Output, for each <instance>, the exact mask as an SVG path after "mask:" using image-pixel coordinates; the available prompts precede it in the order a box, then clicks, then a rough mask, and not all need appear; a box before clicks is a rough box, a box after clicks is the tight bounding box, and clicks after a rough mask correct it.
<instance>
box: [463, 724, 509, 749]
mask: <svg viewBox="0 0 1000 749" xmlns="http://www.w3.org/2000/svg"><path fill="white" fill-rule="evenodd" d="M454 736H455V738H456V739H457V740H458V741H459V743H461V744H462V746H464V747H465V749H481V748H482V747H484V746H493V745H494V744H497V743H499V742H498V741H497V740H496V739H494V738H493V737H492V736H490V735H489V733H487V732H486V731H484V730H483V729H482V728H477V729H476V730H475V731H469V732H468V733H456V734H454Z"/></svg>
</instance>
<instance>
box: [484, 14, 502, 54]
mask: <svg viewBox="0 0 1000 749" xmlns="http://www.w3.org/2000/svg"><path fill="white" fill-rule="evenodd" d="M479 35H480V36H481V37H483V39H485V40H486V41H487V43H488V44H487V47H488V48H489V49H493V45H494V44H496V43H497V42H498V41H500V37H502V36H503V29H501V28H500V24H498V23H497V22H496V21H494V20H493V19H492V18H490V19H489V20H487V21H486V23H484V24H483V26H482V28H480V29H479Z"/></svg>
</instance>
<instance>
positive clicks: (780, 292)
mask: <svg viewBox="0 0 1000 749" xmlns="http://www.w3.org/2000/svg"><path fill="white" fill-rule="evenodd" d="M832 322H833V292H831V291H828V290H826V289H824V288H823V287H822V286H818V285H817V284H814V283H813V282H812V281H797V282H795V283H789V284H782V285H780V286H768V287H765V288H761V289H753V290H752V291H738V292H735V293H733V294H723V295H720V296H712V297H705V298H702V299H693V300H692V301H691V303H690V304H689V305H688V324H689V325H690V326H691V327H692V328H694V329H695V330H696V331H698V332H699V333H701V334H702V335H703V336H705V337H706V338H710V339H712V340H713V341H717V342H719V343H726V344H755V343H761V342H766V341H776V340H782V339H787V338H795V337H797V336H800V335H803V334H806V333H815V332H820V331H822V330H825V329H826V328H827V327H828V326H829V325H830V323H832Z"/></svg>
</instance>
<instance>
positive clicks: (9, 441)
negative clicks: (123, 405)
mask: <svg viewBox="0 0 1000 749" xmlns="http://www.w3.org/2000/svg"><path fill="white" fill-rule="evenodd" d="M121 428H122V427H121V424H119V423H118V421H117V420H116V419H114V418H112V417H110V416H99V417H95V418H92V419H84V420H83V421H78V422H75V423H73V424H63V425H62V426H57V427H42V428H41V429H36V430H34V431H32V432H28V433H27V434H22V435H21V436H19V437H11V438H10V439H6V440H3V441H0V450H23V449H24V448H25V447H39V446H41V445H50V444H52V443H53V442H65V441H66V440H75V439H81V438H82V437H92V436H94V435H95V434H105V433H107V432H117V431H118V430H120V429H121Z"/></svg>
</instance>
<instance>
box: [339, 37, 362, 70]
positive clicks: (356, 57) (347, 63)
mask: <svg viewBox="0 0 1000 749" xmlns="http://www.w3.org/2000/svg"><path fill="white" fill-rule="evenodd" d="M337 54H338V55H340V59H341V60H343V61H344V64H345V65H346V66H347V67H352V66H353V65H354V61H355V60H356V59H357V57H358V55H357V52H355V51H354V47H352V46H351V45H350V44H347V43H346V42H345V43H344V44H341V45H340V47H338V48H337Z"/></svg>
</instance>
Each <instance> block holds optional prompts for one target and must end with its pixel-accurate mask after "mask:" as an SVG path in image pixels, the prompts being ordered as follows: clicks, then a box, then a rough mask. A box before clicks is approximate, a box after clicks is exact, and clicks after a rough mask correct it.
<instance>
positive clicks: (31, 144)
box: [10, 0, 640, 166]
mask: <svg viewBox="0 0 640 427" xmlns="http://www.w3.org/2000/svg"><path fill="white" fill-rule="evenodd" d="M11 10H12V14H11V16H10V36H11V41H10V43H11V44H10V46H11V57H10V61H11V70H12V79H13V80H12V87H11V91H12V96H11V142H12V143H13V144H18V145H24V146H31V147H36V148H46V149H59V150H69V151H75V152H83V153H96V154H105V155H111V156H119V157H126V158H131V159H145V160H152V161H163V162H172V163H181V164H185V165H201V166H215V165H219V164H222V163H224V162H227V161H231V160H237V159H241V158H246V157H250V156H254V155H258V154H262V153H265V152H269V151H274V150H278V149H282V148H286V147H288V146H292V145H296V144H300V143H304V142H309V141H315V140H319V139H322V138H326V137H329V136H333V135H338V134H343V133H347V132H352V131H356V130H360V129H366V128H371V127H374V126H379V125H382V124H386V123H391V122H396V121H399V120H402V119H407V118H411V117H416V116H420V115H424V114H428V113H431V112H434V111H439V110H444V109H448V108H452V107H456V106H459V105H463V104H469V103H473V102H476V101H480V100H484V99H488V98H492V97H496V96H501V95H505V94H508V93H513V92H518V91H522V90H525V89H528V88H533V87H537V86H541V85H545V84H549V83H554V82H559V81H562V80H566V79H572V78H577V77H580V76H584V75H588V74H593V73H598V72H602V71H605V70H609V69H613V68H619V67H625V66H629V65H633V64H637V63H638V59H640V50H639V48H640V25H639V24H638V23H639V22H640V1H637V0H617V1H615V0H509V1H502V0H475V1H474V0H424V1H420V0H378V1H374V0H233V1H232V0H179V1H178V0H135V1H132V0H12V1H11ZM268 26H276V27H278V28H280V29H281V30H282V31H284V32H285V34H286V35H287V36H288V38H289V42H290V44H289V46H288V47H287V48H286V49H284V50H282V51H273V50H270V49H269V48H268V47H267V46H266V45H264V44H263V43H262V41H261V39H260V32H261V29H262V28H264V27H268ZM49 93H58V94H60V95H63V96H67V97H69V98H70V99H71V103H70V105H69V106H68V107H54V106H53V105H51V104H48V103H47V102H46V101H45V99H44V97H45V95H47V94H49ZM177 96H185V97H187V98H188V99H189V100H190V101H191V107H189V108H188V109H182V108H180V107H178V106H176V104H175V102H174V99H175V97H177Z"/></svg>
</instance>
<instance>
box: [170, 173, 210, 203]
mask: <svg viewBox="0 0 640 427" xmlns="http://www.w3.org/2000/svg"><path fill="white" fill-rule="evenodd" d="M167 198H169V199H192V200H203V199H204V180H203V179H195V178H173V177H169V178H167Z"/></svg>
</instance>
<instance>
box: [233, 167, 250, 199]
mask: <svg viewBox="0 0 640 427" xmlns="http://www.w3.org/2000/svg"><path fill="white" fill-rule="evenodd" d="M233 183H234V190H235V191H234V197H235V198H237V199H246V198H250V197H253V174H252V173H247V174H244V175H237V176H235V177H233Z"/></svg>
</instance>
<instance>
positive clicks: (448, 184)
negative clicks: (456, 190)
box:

• • • • • • •

#### [YOUR TASK]
Output the records above in their entirety, exactly.

#### [TASK SOLUTION]
Output, for each <instance>, the exact mask as an SVG path after "mask:" using image-pixel coordinates; the available prompts precede it in the order a box, then clicks, then a rough mask, and not all need appear; a box before clicks is a rough box, a box after clicks is the tight bounding box, and clicks after a rough mask correct it.
<instance>
box: [463, 724, 509, 749]
mask: <svg viewBox="0 0 1000 749" xmlns="http://www.w3.org/2000/svg"><path fill="white" fill-rule="evenodd" d="M454 736H455V738H456V739H457V740H458V741H459V743H461V744H462V746H464V747H465V749H481V748H482V747H484V746H493V745H494V744H497V743H499V742H498V741H497V740H496V739H494V738H493V737H492V736H490V735H489V733H487V732H486V731H484V730H483V729H482V728H477V729H476V730H475V731H469V732H468V733H456V734H454Z"/></svg>
</instance>
<instance>
box: [484, 14, 502, 54]
mask: <svg viewBox="0 0 1000 749" xmlns="http://www.w3.org/2000/svg"><path fill="white" fill-rule="evenodd" d="M479 35H480V36H481V37H483V39H485V40H486V41H487V43H488V44H487V47H488V48H489V49H493V45H494V44H496V43H497V42H498V41H500V37H502V36H503V29H501V28H500V24H498V23H497V22H496V21H494V20H493V19H492V18H490V19H489V20H487V21H486V23H484V24H483V26H482V28H480V29H479Z"/></svg>
</instance>
<instance>
positive clicks: (780, 292)
mask: <svg viewBox="0 0 1000 749" xmlns="http://www.w3.org/2000/svg"><path fill="white" fill-rule="evenodd" d="M832 322H833V292H831V291H828V290H826V289H824V288H823V287H822V286H818V285H817V284H814V283H813V282H812V281H797V282H795V283H789V284H782V285H780V286H768V287H765V288H761V289H753V290H752V291H738V292H735V293H733V294H723V295H720V296H712V297H705V298H702V299H693V300H692V301H691V303H690V304H689V305H688V324H689V325H690V326H691V327H692V328H694V329H695V330H696V331H698V332H699V333H701V334H702V335H703V336H705V337H706V338H710V339H712V340H713V341H717V342H719V343H726V344H755V343H761V342H766V341H776V340H782V339H787V338H795V337H797V336H800V335H803V334H806V333H815V332H820V331H822V330H825V329H826V328H827V327H828V326H829V325H830V323H832Z"/></svg>
</instance>
<instance>
positive clicks: (9, 441)
negative clicks: (123, 405)
mask: <svg viewBox="0 0 1000 749" xmlns="http://www.w3.org/2000/svg"><path fill="white" fill-rule="evenodd" d="M121 428H122V427H121V424H119V423H118V421H117V420H116V419H114V418H112V417H110V416H99V417H95V418H92V419H84V420H83V421H78V422H75V423H73V424H63V425H62V426H57V427H42V428H41V429H36V430H34V431H32V432H28V433H27V434H22V435H21V436H19V437H11V438H10V439H6V440H3V441H0V450H23V449H24V448H25V447H39V446H41V445H50V444H52V443H53V442H65V441H66V440H75V439H81V438H82V437H92V436H94V435H95V434H105V433H107V432H117V431H118V430H120V429H121Z"/></svg>
</instance>
<instance>
box: [339, 37, 362, 70]
positive clicks: (356, 57) (347, 63)
mask: <svg viewBox="0 0 1000 749" xmlns="http://www.w3.org/2000/svg"><path fill="white" fill-rule="evenodd" d="M337 54H338V55H340V59H341V60H343V61H344V64H345V65H346V66H347V67H352V66H353V65H354V61H355V60H356V59H357V57H358V55H357V52H355V51H354V47H352V46H351V45H350V44H347V43H346V42H345V43H344V44H341V45H340V47H338V48H337Z"/></svg>
</instance>
Each <instance> block holds optional prompts for one target and must end with its pixel-accurate mask after "mask:" as an SVG path in image pixels, the prompts being ordered as follows: clicks, then a box, then a rough mask. A box before clicks is approximate, a box after clicks is exact, and clicks after a rough mask correct it.
<instance>
positive clicks: (31, 144)
box: [10, 0, 640, 166]
mask: <svg viewBox="0 0 640 427" xmlns="http://www.w3.org/2000/svg"><path fill="white" fill-rule="evenodd" d="M11 10H12V14H11V16H10V36H11V41H10V43H11V44H10V46H11V57H10V61H11V70H12V79H13V80H12V87H11V91H12V96H11V142H12V143H13V144H18V145H24V146H31V147H36V148H46V149H59V150H69V151H75V152H83V153H96V154H105V155H111V156H119V157H126V158H131V159H145V160H152V161H163V162H172V163H181V164H185V165H201V166H215V165H219V164H222V163H224V162H227V161H231V160H237V159H241V158H246V157H250V156H254V155H258V154H262V153H265V152H269V151H274V150H278V149H282V148H286V147H288V146H292V145H296V144H300V143H304V142H309V141H315V140H319V139H322V138H326V137H329V136H333V135H338V134H343V133H347V132H352V131H356V130H360V129H366V128H371V127H374V126H379V125H382V124H386V123H391V122H396V121H399V120H402V119H407V118H411V117H416V116H420V115H424V114H428V113H431V112H434V111H439V110H444V109H448V108H452V107H456V106H459V105H463V104H469V103H473V102H476V101H480V100H484V99H488V98H492V97H496V96H501V95H505V94H508V93H513V92H518V91H522V90H525V89H528V88H533V87H537V86H541V85H545V84H549V83H554V82H559V81H562V80H566V79H572V78H577V77H580V76H584V75H588V74H593V73H598V72H602V71H605V70H609V69H613V68H619V67H625V66H629V65H633V64H637V63H638V59H640V50H639V48H640V25H639V24H638V23H639V22H640V1H637V0H617V1H615V0H509V1H502V0H475V1H474V0H424V1H420V0H378V1H374V0H233V1H232V0H179V1H178V0H135V1H132V0H12V1H11ZM268 26H276V27H278V28H280V29H281V30H282V31H284V32H285V34H286V35H287V36H288V38H289V42H290V44H289V46H288V47H287V48H286V49H284V50H282V51H273V50H270V49H269V48H268V47H267V46H266V45H264V44H263V43H262V41H261V39H260V32H261V29H262V28H264V27H268ZM49 93H58V94H60V95H63V96H67V97H69V98H70V99H71V103H70V105H69V106H68V107H54V106H53V105H51V104H48V103H47V102H46V101H45V99H44V97H45V95H47V94H49ZM177 96H185V97H187V98H188V99H189V100H190V101H191V107H189V108H188V109H182V108H180V107H178V106H176V104H175V102H174V99H175V97H177Z"/></svg>
</instance>
<instance>
box: [170, 173, 210, 203]
mask: <svg viewBox="0 0 640 427" xmlns="http://www.w3.org/2000/svg"><path fill="white" fill-rule="evenodd" d="M167 198H169V199H192V200H203V199H204V180H203V179H195V178H173V177H169V178H167Z"/></svg>
</instance>
<instance>
box: [233, 167, 250, 199]
mask: <svg viewBox="0 0 640 427" xmlns="http://www.w3.org/2000/svg"><path fill="white" fill-rule="evenodd" d="M233 183H234V190H235V191H234V197H235V198H237V199H246V198H250V197H253V174H252V173H247V174H244V175H237V176H235V177H233Z"/></svg>
</instance>
<instance>
positive clicks: (448, 184)
negative clicks: (456, 190)
box:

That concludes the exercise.